Dataset entries:
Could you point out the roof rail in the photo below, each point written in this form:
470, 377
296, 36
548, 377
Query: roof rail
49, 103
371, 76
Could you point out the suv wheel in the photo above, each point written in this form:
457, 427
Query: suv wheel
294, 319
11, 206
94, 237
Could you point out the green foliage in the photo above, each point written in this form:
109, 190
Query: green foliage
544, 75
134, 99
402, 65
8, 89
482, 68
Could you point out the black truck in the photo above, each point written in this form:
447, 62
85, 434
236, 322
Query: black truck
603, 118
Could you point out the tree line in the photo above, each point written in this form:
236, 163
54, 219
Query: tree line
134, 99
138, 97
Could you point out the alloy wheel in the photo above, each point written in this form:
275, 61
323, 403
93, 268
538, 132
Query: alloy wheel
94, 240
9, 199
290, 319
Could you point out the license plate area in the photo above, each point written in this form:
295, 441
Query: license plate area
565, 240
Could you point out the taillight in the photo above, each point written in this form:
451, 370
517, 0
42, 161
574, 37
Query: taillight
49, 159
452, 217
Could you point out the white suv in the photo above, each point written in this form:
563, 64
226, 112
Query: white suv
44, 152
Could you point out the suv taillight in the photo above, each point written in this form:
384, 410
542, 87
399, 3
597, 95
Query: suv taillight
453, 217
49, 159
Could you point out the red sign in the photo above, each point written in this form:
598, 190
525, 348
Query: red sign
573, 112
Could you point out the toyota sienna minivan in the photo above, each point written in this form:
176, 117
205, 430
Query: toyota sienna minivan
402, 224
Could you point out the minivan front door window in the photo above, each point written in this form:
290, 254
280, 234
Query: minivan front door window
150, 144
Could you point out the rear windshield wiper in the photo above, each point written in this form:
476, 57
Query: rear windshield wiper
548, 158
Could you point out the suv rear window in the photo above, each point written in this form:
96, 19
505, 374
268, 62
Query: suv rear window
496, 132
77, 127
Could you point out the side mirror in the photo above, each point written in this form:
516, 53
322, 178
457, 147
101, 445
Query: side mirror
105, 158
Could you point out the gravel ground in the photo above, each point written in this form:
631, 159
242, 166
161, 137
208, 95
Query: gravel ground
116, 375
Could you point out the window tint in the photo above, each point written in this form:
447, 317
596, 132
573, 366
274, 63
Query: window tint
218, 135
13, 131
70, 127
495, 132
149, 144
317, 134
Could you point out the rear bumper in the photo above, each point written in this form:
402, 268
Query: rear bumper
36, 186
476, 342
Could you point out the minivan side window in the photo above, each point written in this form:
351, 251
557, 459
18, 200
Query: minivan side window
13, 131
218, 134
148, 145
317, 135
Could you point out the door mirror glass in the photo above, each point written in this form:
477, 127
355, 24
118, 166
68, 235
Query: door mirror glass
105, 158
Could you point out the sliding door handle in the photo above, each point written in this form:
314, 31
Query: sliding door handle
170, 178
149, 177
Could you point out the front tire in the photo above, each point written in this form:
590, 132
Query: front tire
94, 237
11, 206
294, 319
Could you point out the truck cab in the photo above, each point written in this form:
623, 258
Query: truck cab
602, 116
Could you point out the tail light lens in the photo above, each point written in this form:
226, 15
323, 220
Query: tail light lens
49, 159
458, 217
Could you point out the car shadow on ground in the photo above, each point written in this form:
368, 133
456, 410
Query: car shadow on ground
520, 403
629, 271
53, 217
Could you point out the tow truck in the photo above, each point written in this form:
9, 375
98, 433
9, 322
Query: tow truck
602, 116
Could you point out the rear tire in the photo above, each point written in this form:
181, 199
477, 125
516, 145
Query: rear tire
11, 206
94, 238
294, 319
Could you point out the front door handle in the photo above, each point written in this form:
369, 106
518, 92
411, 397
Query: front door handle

→ REQUIRED ACTION: Your task is to repeat the entries exactly.

→ WRITTEN ANSWER:
Could you point out the roof rail in the photo below, each point written in this form:
470, 377
296, 36
548, 377
Query: roof rail
49, 103
371, 76
Could you point out the suv wheel in the photo above, each point written in this form:
457, 427
Query: suv wheel
294, 319
11, 206
94, 237
Could you point out the green foliage in the photo above, each point written in this form:
109, 190
Query: green foliage
544, 75
134, 99
402, 65
8, 89
482, 68
Could you point out the black truck in the photo above, each point written in this form:
447, 62
85, 434
236, 322
Query: black truck
603, 118
Could you point out the tree line in the photo above, each point written in this form:
236, 163
54, 219
Query: tree line
134, 99
138, 97
Could you point out the alloy wheel in the photo above, each point written in this form:
275, 61
323, 403
93, 268
538, 132
Query: alloy wheel
94, 240
9, 199
290, 319
Could you point out the license plate area in the photo above, each point written in this form:
295, 441
Query: license plate area
565, 240
Could you point out the taillight in the photo above, each point written in this form:
451, 370
517, 0
42, 161
574, 37
Query: taillight
49, 159
452, 217
Could you point out the white suv in the photo above, each point written in this form:
563, 64
226, 112
Query: white suv
44, 152
Could you point out the suv taillight in the photo above, each point written in this form:
384, 410
542, 87
399, 3
597, 95
Query: suv taillight
453, 217
49, 159
Could you point out the red sign in the photo above, each point written in this form:
598, 190
525, 348
Query: red sign
573, 112
Could you point out the toyota sienna minivan in the photo above, each point written in this form:
176, 117
205, 430
Query: toyota sienna minivan
402, 224
Could you point out the minivan front door window in the photo above, each point written in this form:
290, 254
280, 234
Query: minivan front door window
150, 144
Could you point out the rear windshield wiper in the photo above, each point written in this form:
476, 57
Query: rear windshield wiper
548, 158
Could you point out the suv rear window in the photo above, each point written in this form:
96, 19
505, 374
268, 62
Query: suv rear window
496, 132
77, 127
Could you point out the side mirror in the photo above, each point written in this form:
516, 53
322, 178
457, 147
101, 445
Query: side mirror
105, 158
Could you point out the gravel ground in the photo above, each point written in this form:
631, 159
242, 166
161, 137
208, 95
Query: gravel ground
116, 375
Could you point out the window tint in the photo above, each point written in this form:
447, 317
596, 132
573, 366
274, 63
Query: window tint
218, 135
13, 131
70, 127
495, 132
149, 144
317, 134
Could you point out the rear bumper in the photo above, each point written in this form:
402, 268
Query: rear bumper
36, 186
476, 342
Could you point out the minivan side window in the photo above, each point written in this form:
351, 251
557, 459
18, 200
Query: minivan side window
13, 131
218, 134
148, 145
317, 135
Could you point out the door mirror glass in the photo above, each point written in this form:
477, 127
355, 24
118, 166
68, 235
Query: door mirror glass
105, 158
Could you point out the sliding door handle in the photo above, each point written in this form:
314, 31
Query: sliding door handle
170, 178
149, 177
Could you point out the front tire in the photo above, each point written in this form:
590, 132
Query: front tire
94, 237
11, 206
294, 319
Could you point out the truck cab in the photo above, each point written in this form:
623, 258
Query: truck cab
602, 116
Could you point out the tail light lens in the photo above, each point written in this form:
226, 15
323, 220
Query: tail light lens
49, 159
458, 217
Could you point out the car shadow on ground in the photo above, each point written in this form:
368, 133
456, 410
Query: car shadow on ground
520, 403
629, 271
53, 217
Could you point out the tow truck in the photo above, each point written in this form:
9, 375
98, 433
9, 322
Query: tow truck
602, 116
Could you point out the rear tire in the photo above, each point written in this form:
181, 199
477, 125
516, 145
Query: rear tire
11, 206
94, 238
294, 319
Could you point out the front door handle in the photo above, each point written in this form:
369, 106
518, 92
411, 397
Query: front door handle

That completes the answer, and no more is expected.